__読解文__.
猫免疫不全ウイルス感染症(FIV)について…後編
検 査
感染しているかどうかは血液検査で簡単にわります。抗体を測定する方法で感染初期や末期のエイズ期では陰性になることも考えられますが、通常、感染後2週間以上経てば抗体の測定が可能となります。拾ってきた猫を飼い始める時や外に出てけんかをした時は検査をすることをお勧めします。
治 療
ウイルスを体からなくしてしまう治療法は現在のところありません。ですので、出ている病気に合わせて対症療法を行うことが基本的な治療となります。エイズ期以外であれば対症療法によって症状を改善したり、延命することは十分可能です。例えば、口内炎に対しては、カリシウイルスの持続感染と口腔内細菌の両方が原因になっている可能性を考え、インターフェロンと抗生物質を使用します。ただし、完治することは稀で、時には激しい炎症をコントロールするためにグルココルチコイド(副腎皮質ホルモン)の長期的使用が必要なこともあります。治療に反応すれば、食事が可能となり、体重も増え、貧血が改善することもしばしば経験します。逆にこれを放置すれば、痩せて貧血が進行し、免疫力をさらに低下させることになり、その結果、他の疾患が発症し、死んでしまうこともあります。
無症状の感染猫のモニターとしては、3~4ヵ月毎の定期的な検診をすることをお勧めします。身体検査や血液検査を行い、全身的な評価により病期の進行がないかモニターしていきます。
予 防
最も効果的な予防法は、感染猫との接触を断つことです。日本の外猫のウイルス抗体保有率は10%を越えていると言われており、けんかをすると感染する確率は高いと思われます。ですから、外に出さない=猫の室内飼育を徹底することと、検査による感染猫の検出と隔離が最も効果的です。

__課題__.
FIVについての読解文から答えてください。
1. 通常、感染後どれくらい経てば抗体の測定が可能になりますか?
2. 無症状の感染猫には、どれくらいの間隔での定期的な検診が勧められていますか?
3. 日本の外猫のウイルス抗体保有率は何%を越えていると言われていますか?

__入力データ__.
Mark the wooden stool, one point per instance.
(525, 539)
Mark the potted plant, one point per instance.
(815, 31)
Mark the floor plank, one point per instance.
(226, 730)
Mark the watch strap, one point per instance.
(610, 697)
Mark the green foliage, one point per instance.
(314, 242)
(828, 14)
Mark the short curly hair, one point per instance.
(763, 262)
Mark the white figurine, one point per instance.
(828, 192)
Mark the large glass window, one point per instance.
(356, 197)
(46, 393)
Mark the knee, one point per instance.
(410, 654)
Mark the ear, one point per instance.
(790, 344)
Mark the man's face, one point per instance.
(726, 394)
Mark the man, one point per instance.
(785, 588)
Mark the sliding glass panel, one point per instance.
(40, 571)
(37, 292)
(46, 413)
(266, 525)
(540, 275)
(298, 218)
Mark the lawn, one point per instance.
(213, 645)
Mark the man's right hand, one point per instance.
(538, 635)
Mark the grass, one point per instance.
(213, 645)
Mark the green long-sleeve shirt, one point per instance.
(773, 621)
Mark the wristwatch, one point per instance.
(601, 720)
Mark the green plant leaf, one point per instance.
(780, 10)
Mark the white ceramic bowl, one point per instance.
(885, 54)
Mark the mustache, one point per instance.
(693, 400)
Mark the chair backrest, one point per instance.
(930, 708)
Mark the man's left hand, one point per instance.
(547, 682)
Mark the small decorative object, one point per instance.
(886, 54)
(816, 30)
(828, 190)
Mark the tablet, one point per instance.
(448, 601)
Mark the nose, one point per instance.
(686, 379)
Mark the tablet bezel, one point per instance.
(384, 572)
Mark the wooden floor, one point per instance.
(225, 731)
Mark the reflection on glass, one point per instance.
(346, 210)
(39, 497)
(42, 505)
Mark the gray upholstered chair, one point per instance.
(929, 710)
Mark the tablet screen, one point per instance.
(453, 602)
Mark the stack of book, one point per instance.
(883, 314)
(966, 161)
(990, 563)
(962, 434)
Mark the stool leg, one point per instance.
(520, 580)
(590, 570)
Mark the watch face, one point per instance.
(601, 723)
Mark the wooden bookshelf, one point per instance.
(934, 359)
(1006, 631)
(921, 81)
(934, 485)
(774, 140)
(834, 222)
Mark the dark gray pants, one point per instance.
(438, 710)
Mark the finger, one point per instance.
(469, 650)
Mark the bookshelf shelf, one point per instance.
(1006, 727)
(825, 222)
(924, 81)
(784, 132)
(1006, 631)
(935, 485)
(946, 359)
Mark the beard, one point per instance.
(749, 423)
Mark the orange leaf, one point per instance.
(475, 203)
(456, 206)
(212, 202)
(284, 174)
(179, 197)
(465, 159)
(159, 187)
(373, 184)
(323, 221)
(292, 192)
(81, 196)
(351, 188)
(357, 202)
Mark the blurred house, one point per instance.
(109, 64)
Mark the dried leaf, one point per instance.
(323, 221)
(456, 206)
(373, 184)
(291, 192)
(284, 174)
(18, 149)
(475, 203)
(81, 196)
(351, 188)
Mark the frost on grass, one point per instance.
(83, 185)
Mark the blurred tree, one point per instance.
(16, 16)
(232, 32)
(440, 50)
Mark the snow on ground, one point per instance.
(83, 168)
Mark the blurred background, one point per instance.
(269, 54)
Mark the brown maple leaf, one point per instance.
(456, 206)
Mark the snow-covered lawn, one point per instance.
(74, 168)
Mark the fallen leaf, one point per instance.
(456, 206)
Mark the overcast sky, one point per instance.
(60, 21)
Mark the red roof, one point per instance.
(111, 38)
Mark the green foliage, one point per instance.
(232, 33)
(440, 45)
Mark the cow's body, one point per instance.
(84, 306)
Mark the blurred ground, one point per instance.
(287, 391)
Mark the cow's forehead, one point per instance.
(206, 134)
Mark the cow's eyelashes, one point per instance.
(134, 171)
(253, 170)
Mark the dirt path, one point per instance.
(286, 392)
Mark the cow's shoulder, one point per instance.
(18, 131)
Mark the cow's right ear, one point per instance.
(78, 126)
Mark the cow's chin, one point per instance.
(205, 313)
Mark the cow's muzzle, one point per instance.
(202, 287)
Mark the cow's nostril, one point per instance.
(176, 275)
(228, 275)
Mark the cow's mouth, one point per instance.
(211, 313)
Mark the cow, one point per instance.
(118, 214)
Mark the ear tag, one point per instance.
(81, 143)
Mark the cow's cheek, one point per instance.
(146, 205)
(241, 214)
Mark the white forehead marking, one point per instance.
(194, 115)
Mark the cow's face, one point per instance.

__解答__.
1. 2週間以上
2. 3~4ヵ月毎
3. 10%